RECORDS FOR THIS TASK:
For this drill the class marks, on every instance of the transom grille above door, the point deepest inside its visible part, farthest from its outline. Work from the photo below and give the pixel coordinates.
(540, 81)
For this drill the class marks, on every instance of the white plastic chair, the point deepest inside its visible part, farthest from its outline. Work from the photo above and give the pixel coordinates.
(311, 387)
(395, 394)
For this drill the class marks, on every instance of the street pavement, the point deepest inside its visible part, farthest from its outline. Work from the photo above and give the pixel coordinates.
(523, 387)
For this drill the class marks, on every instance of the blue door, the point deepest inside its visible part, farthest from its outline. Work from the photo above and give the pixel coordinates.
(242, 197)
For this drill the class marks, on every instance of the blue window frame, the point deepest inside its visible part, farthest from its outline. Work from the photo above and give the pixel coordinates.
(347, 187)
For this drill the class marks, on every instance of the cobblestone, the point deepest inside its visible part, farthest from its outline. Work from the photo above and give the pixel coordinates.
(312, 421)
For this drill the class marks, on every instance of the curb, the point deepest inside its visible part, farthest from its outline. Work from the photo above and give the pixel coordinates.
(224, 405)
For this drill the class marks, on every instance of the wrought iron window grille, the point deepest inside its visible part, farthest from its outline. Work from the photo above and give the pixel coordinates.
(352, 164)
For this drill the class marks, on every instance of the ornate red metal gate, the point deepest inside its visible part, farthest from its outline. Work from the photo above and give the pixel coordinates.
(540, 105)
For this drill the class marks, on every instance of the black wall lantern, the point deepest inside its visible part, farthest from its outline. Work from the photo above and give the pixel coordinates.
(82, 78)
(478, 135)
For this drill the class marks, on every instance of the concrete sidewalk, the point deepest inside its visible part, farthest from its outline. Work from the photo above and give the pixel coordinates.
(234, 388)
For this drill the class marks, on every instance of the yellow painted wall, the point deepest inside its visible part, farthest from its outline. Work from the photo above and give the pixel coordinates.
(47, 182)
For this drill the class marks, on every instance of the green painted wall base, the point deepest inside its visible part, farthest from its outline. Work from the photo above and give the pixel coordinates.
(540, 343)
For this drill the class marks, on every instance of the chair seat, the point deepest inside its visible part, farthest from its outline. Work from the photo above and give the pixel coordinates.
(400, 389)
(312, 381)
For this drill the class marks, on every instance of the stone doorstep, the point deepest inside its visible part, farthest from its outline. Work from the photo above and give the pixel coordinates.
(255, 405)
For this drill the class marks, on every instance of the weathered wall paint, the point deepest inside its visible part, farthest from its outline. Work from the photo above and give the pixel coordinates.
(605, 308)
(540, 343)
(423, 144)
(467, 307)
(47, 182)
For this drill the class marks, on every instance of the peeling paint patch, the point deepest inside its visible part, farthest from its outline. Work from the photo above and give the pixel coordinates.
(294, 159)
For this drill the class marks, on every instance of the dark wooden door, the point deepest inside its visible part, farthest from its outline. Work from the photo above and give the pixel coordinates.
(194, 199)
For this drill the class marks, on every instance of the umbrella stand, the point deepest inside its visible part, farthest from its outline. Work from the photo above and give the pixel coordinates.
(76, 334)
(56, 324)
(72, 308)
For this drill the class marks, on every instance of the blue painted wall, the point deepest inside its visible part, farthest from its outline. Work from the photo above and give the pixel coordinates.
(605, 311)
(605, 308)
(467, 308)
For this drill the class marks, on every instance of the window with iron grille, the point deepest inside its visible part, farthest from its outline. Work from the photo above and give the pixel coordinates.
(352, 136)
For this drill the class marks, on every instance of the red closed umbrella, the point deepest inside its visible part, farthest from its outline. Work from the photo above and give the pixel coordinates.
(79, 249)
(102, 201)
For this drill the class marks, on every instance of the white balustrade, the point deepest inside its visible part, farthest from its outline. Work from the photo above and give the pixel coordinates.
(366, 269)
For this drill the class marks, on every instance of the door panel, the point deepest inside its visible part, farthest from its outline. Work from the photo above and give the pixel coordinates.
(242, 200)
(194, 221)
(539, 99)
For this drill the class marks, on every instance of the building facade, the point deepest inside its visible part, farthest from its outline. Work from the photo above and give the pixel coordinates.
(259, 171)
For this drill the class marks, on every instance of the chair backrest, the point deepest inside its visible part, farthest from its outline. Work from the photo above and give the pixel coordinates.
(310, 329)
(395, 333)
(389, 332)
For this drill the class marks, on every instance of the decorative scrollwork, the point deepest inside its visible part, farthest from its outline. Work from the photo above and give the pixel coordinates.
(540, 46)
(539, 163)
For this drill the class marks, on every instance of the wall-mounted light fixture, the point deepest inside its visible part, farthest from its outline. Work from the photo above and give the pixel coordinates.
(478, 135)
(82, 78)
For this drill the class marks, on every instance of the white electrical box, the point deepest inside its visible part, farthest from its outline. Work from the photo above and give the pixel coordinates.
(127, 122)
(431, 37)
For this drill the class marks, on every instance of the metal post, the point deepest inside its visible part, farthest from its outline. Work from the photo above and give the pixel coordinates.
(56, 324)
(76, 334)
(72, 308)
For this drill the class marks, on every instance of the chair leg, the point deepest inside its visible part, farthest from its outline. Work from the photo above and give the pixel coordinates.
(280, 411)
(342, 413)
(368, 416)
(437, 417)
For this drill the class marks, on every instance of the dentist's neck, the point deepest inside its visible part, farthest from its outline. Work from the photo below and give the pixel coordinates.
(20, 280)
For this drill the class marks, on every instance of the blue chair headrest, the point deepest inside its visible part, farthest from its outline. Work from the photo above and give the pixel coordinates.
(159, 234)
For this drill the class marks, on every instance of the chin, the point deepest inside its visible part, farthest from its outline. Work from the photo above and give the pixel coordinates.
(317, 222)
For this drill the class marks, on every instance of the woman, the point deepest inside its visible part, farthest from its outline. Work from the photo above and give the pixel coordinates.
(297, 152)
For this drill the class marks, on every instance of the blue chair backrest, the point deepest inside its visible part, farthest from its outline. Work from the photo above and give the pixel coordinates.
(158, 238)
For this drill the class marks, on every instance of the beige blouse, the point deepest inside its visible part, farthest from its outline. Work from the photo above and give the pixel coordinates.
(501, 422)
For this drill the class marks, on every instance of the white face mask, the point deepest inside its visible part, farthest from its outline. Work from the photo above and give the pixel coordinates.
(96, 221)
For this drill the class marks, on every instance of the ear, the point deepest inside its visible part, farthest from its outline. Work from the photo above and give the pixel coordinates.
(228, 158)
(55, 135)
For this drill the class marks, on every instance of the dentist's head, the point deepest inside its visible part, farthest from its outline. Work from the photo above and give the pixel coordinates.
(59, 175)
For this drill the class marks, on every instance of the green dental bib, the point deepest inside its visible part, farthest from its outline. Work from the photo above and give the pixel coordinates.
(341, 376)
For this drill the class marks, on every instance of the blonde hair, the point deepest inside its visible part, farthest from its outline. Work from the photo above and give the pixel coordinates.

WORK ORDER:
Print exactly the stretch of lines beginning with the one that holds "the chin, the" and ending at the last line above.

ANSWER TO THIS TASK:
For this drill the class marks, on every instance of the chin, the point deepest inside its visible part, farthest from its outline. Work from the photo above and give the pixel coordinates.
(317, 222)
For this drill the class marks, on every instance of the woman, the point deepest inside its visible part, farthest from its outline. Work from the photo above and give the pixel coordinates.
(297, 152)
For this drill the class marks, on every instance of the blue chair backrest, the point deepest inside its visible part, farthest from its outline. Work from the photo above and give the pixel coordinates.
(158, 238)
For this drill the class marks, on every instance of the beige blouse, the point deepest inside its visible part, farthest from its outline. Work from the photo above and give the pixel coordinates.
(501, 422)
For this drill the class marks, on every instance of the white face mask, the point deepest inside its visible part, farthest from its outline. Work from the photo above and give the pixel coordinates.
(96, 221)
For this drill the class marks, on every instance of the ear, the point deepest inside its visible part, farthest from its outline. Work from the photo above and give the pixel coordinates.
(228, 158)
(55, 135)
For this drill the class marks, on every instance of the dentist's head, the point deepest inside its visible part, farthest from its outline. Work from the photo above and give the pixel coordinates.
(59, 175)
For this drill the class marks, on every instance of the green dental bib, the point deepest inside its visible part, farthest from its outline. Work from the photo above and give the pixel coordinates.
(341, 376)
For this drill the class marks, on every instance of the blonde hair, the point deepest inside its visible part, farthest from its outline. Work from the photo above and give the pixel coordinates.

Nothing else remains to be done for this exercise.